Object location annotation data
..............................

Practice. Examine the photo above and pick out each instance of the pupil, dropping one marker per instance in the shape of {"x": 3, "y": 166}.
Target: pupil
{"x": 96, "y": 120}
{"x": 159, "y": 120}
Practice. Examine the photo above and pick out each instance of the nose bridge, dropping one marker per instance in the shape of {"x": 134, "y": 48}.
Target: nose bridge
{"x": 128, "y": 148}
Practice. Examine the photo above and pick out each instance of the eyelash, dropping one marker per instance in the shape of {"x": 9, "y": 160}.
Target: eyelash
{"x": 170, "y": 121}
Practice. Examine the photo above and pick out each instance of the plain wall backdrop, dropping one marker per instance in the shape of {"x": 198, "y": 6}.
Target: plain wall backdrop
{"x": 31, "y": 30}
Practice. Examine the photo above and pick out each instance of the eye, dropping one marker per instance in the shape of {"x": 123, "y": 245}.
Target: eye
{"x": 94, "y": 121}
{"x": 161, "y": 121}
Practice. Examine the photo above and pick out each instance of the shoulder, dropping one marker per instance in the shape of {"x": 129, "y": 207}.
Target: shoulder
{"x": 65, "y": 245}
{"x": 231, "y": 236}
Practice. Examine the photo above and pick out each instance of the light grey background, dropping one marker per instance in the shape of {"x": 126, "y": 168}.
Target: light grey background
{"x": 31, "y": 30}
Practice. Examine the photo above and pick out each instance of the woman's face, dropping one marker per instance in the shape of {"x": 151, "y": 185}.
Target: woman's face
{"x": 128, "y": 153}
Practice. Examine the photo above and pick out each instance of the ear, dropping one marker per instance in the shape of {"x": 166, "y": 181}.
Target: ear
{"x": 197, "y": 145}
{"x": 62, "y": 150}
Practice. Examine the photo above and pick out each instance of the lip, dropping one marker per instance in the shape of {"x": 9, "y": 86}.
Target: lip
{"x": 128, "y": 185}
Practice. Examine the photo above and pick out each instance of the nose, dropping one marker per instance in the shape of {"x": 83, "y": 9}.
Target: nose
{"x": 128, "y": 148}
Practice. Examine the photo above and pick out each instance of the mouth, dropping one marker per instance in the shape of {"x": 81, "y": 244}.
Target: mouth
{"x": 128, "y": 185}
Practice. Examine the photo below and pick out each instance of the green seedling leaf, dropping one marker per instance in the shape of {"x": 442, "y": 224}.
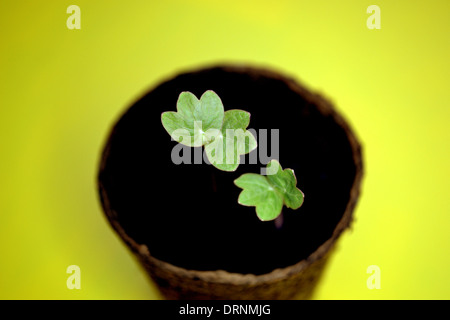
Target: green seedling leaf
{"x": 233, "y": 141}
{"x": 204, "y": 123}
{"x": 196, "y": 122}
{"x": 269, "y": 193}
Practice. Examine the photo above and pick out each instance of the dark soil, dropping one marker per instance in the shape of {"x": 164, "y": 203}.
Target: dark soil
{"x": 188, "y": 215}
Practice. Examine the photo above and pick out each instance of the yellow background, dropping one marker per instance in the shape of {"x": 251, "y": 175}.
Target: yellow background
{"x": 61, "y": 90}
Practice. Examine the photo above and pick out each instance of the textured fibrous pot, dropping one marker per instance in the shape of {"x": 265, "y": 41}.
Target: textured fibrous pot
{"x": 296, "y": 280}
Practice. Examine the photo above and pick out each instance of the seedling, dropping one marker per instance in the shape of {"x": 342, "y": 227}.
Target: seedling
{"x": 204, "y": 123}
{"x": 224, "y": 136}
{"x": 269, "y": 193}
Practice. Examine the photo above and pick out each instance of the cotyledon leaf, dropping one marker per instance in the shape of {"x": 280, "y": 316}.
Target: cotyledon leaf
{"x": 196, "y": 122}
{"x": 269, "y": 193}
{"x": 232, "y": 142}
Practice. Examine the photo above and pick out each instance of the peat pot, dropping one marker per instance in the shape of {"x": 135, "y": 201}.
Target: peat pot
{"x": 183, "y": 221}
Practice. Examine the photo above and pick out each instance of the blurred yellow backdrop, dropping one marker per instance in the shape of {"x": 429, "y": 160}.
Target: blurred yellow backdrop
{"x": 61, "y": 90}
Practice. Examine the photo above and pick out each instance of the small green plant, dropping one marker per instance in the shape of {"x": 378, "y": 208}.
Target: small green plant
{"x": 224, "y": 136}
{"x": 204, "y": 123}
{"x": 269, "y": 193}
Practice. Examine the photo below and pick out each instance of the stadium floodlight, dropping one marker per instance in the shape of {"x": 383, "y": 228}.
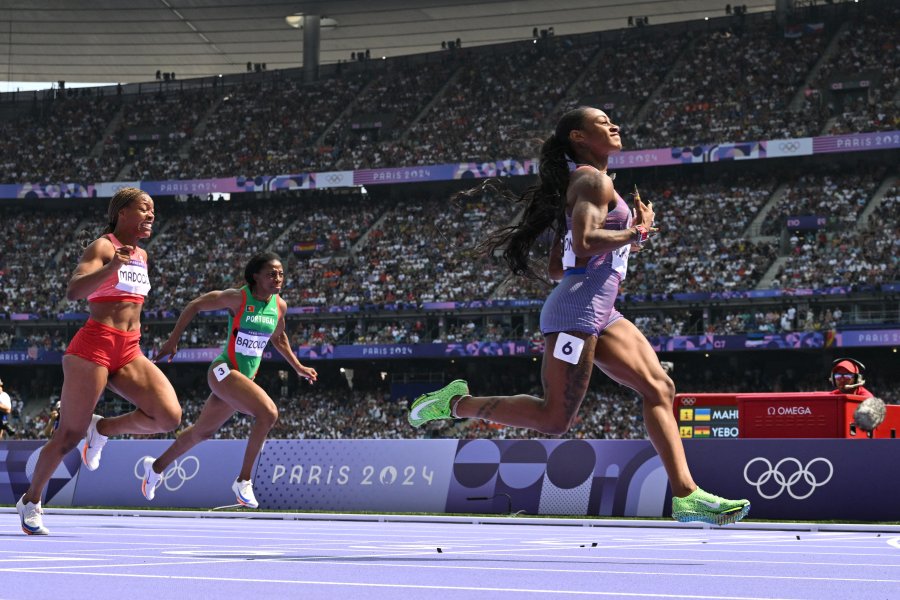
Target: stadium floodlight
{"x": 296, "y": 21}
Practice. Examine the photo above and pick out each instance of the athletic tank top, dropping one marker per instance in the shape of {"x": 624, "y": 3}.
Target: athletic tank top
{"x": 617, "y": 219}
{"x": 249, "y": 331}
{"x": 129, "y": 284}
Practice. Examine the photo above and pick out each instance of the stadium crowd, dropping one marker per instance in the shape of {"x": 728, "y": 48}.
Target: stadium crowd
{"x": 475, "y": 105}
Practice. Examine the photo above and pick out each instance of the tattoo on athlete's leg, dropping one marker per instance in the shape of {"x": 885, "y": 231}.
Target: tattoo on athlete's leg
{"x": 576, "y": 385}
{"x": 487, "y": 410}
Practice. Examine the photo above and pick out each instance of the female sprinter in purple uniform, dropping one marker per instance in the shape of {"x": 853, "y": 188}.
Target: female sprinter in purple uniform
{"x": 594, "y": 233}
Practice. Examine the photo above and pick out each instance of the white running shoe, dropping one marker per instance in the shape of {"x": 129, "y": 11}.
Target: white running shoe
{"x": 30, "y": 517}
{"x": 93, "y": 445}
{"x": 151, "y": 480}
{"x": 244, "y": 492}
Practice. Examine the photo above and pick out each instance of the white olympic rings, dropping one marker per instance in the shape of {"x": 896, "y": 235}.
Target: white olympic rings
{"x": 176, "y": 475}
{"x": 787, "y": 482}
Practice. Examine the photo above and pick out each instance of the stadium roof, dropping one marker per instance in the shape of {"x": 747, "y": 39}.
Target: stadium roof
{"x": 129, "y": 40}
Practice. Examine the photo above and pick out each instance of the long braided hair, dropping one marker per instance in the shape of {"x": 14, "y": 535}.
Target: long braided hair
{"x": 121, "y": 199}
{"x": 545, "y": 202}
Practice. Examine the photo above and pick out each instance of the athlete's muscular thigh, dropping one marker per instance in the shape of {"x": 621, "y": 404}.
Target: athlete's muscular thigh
{"x": 566, "y": 372}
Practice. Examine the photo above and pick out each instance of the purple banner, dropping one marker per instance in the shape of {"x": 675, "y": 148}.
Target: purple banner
{"x": 856, "y": 142}
{"x": 808, "y": 479}
{"x": 687, "y": 154}
{"x": 47, "y": 190}
{"x": 868, "y": 337}
{"x": 342, "y": 475}
{"x": 806, "y": 222}
{"x": 558, "y": 477}
{"x": 707, "y": 342}
{"x": 404, "y": 174}
{"x": 201, "y": 478}
{"x": 230, "y": 185}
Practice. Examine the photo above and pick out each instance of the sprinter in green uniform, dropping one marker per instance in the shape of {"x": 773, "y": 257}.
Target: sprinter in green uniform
{"x": 256, "y": 316}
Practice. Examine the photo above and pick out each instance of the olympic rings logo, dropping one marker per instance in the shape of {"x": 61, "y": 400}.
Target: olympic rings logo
{"x": 785, "y": 480}
{"x": 176, "y": 475}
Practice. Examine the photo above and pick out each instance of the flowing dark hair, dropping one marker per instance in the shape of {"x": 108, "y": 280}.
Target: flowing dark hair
{"x": 545, "y": 202}
{"x": 255, "y": 265}
{"x": 121, "y": 199}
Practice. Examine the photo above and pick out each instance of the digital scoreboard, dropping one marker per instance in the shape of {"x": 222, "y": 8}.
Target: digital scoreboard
{"x": 707, "y": 415}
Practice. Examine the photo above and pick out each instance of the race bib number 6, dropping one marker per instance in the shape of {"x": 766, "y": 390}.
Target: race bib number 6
{"x": 568, "y": 348}
{"x": 221, "y": 371}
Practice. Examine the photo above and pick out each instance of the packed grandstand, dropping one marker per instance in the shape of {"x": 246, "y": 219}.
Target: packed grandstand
{"x": 394, "y": 264}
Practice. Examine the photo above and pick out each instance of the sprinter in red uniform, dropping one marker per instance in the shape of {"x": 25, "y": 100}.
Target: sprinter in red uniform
{"x": 112, "y": 276}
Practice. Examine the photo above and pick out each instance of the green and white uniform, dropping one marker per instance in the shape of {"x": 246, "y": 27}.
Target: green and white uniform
{"x": 249, "y": 332}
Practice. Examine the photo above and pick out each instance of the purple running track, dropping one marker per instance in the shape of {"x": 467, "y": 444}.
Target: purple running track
{"x": 115, "y": 557}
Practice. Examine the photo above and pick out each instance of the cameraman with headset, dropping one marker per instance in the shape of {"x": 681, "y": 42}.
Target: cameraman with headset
{"x": 847, "y": 377}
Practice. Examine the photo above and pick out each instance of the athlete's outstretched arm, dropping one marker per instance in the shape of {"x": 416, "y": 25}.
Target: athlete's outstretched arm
{"x": 97, "y": 262}
{"x": 217, "y": 300}
{"x": 281, "y": 342}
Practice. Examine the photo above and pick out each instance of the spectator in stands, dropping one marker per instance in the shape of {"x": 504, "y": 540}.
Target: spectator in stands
{"x": 112, "y": 275}
{"x": 593, "y": 233}
{"x": 257, "y": 315}
{"x": 5, "y": 412}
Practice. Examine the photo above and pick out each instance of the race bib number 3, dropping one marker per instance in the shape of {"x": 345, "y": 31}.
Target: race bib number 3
{"x": 221, "y": 371}
{"x": 568, "y": 348}
{"x": 250, "y": 343}
{"x": 620, "y": 260}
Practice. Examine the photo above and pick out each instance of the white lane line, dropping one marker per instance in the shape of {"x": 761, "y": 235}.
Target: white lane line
{"x": 440, "y": 588}
{"x": 354, "y": 562}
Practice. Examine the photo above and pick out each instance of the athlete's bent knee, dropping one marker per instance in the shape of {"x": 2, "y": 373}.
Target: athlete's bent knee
{"x": 67, "y": 440}
{"x": 167, "y": 419}
{"x": 268, "y": 416}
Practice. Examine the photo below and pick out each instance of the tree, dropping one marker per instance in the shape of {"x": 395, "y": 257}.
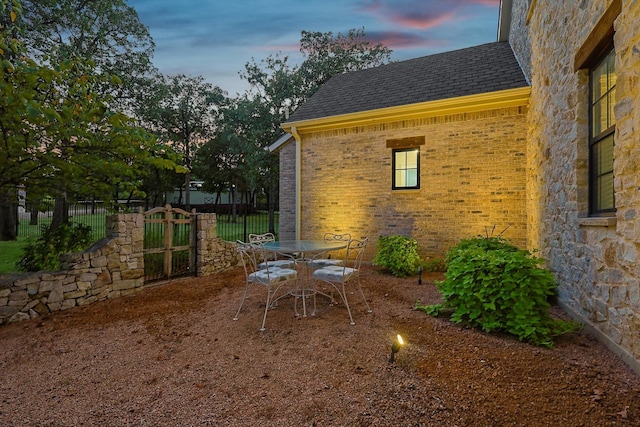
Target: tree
{"x": 57, "y": 132}
{"x": 327, "y": 56}
{"x": 108, "y": 32}
{"x": 277, "y": 88}
{"x": 182, "y": 112}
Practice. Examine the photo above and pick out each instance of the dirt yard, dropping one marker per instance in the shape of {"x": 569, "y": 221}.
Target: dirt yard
{"x": 172, "y": 356}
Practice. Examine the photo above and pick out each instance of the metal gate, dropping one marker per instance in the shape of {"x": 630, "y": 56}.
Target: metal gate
{"x": 169, "y": 243}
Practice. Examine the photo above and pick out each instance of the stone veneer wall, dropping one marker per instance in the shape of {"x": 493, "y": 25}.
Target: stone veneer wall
{"x": 595, "y": 260}
{"x": 110, "y": 268}
{"x": 472, "y": 178}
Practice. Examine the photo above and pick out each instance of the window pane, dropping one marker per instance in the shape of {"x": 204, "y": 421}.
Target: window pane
{"x": 412, "y": 177}
{"x": 611, "y": 100}
{"x": 603, "y": 97}
{"x": 598, "y": 82}
{"x": 604, "y": 156}
{"x": 612, "y": 69}
{"x": 599, "y": 122}
{"x": 412, "y": 159}
{"x": 605, "y": 192}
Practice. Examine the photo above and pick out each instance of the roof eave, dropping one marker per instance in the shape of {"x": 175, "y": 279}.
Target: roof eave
{"x": 464, "y": 104}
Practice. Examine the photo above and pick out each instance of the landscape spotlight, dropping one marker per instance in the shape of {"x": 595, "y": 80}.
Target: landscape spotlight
{"x": 397, "y": 344}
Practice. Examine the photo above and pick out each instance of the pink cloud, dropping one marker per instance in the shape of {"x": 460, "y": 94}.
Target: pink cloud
{"x": 399, "y": 40}
{"x": 420, "y": 14}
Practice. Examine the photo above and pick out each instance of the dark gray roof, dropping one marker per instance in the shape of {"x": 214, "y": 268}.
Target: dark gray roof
{"x": 475, "y": 70}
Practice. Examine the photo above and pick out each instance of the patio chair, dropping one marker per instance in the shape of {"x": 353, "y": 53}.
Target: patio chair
{"x": 273, "y": 278}
{"x": 284, "y": 262}
{"x": 322, "y": 260}
{"x": 339, "y": 276}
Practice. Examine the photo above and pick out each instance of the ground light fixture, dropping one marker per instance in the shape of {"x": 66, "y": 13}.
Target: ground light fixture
{"x": 395, "y": 347}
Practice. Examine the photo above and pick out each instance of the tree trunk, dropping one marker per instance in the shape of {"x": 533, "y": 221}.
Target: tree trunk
{"x": 35, "y": 211}
{"x": 8, "y": 215}
{"x": 60, "y": 212}
{"x": 272, "y": 208}
{"x": 187, "y": 192}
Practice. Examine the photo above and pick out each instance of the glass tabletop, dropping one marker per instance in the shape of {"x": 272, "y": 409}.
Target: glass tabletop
{"x": 291, "y": 246}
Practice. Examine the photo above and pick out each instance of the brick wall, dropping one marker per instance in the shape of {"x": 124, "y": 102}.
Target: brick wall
{"x": 472, "y": 178}
{"x": 287, "y": 222}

..............................

- _What to produce_
Please reproduce every line of the data, starting at the line that contains "of the brick" and ending at the end of the data, and shift each coordinate in the answers up by 97. Leave all other lines unchanged.

- _Task response_
Practice. Examine the photo above and pick out each instance of the brick wall, dropping one marker per instance in the shape of {"x": 124, "y": 102}.
Target: brick wall
{"x": 569, "y": 275}
{"x": 384, "y": 319}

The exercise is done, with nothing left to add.